**THE TASK**
Could you copy out all of the data below again, replacing every "pixel coordinates" with "image coordinates", leaving everything else unchanged and leaving out the pictures?
── SUPPLIED RECORDS
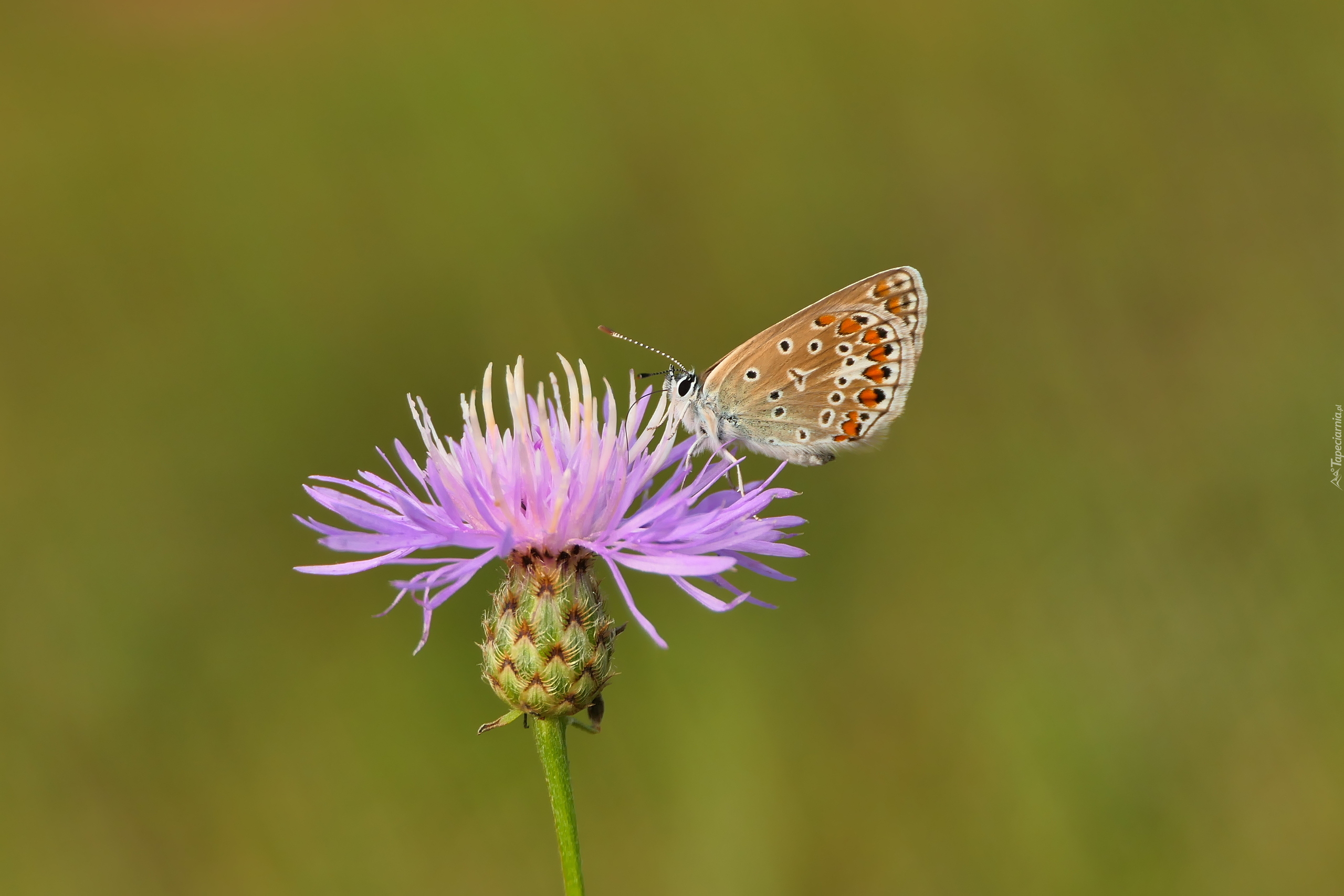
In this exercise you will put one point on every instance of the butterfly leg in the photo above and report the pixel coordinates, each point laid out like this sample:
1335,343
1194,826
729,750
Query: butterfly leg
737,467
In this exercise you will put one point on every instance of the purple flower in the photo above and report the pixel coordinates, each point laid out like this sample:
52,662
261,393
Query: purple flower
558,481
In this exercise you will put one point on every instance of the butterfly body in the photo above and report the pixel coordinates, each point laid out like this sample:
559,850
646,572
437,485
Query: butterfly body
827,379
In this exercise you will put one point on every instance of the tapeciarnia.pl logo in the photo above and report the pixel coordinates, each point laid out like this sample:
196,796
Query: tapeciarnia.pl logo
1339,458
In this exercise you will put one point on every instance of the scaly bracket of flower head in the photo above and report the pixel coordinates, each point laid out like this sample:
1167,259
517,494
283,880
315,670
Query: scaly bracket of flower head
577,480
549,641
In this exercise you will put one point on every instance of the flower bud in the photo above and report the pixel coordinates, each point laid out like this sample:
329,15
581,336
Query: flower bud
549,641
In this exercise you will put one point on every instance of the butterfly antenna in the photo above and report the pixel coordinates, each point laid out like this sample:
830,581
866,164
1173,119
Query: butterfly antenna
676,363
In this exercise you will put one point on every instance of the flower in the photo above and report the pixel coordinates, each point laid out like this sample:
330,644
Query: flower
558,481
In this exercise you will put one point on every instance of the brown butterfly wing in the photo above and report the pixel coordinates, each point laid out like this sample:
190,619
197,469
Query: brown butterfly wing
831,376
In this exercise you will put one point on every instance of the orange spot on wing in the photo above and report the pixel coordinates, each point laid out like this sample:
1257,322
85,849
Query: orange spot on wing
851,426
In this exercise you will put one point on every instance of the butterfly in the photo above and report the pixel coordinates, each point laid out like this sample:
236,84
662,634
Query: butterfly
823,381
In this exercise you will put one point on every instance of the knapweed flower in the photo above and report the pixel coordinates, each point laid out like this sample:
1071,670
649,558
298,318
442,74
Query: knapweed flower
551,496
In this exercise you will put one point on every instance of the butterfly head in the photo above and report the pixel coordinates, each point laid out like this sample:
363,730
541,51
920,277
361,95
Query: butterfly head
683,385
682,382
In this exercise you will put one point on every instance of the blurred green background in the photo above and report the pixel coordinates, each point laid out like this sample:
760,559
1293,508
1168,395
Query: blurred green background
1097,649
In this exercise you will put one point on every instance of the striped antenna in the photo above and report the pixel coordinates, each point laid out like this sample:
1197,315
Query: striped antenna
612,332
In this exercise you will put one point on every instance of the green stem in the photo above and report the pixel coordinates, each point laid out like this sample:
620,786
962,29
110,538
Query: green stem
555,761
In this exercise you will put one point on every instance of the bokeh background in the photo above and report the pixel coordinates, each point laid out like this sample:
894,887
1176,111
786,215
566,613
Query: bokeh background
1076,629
────
**RESPONSE TO THIS EXERCISE**
In this exercise you will put one point on every instance of the butterfly leg in the photo above and report the image coordinates, each point laid out like this sample:
1335,343
1194,826
729,750
Query: butterfly leg
737,467
In this exercise you will put one point on every instance of the purple flower in the photo above and report the image coordinates, each point laid out like this sample:
52,662
261,393
Query: purple flower
558,481
In this exercise you will put one point on every instance of the butterfly body in the photo above and report the image coordinates, each point laid out like this sample:
559,850
646,572
437,485
Query: butterfly body
827,379
In this exercise you will put one point on every instance of the tapeciarnia.pl logo in the photo above and report the image coordinates, each point laid out like this sample:
196,796
Query: tapeciarnia.pl logo
1339,458
In this exercise you will put one point on every instance of the scaly bracket of flower head in the photo above and report the image coordinates, each point laid out like this sample:
1167,259
517,494
283,880
315,670
Query: scaly bracket of flower head
577,480
549,641
In this exercise you will put one point on every instance of the flower bud in the photo above and report the image coordinates, each point laid out like this sample:
329,15
581,336
Query: flower bud
549,641
In this exercise you will put one point on every instance of the butterfly antenna in the photo above and report the image coordinates, each point laid out like this sample:
830,581
866,164
1173,119
Query: butterfly antenna
676,363
In this exercise you will put one point on every instance of the flower in the photo above and report the image coordinates, each point laid out like this sample:
330,644
Query: flower
558,481
In this exercise you will put one point on every instance of the brown butterfly wing in the photo above and report the image coordinates, each point laid out like this sample:
190,619
197,469
Query: brown butterfly wing
831,376
In this exercise you will put one point on every instance of the orange spot on wing in the photo above and report the image coordinates, each point laid out like this sample:
1257,322
85,849
Query: orange spot on wing
851,426
In this exercise you will put one point on every instance of the butterfly in the photo above and report the image coordinates, each point laid out like this sample:
236,84
662,634
Query: butterfly
823,381
In this exercise you will put one point on every instance of the knapweed flower in the photo above and report the image coordinates, each point laid out like this sample:
1071,670
649,558
298,318
442,74
Query: knapweed flower
551,496
In this exercise you will put one point on every instance of the butterfly head in the photo above and report the image coordinates, each point laid out like this sample:
363,730
541,51
920,277
361,95
Query: butterfly head
683,385
682,382
In this exercise you will put one point on every instance of the blurred green background in the photo above and report the image coordinates, each point laid out like this sample:
760,559
1293,508
1168,395
Query: blurred green background
1097,649
In this exercise you will put one point on every instance of the striped antenna in the photo above and report the image coordinates, each point laid out like this sample:
1197,315
Query: striped antenna
612,332
In this exercise you will put one point on every instance of the green stem in the photo above and report the image coordinates, each point laid out like this sample:
620,786
962,29
110,538
Query: green stem
555,761
In this exercise you will put one point on every instance of the bokeh background in the photo above and report the image coordinates, each point laid out like this sample:
894,887
1176,111
786,215
566,613
Query: bokeh background
1076,629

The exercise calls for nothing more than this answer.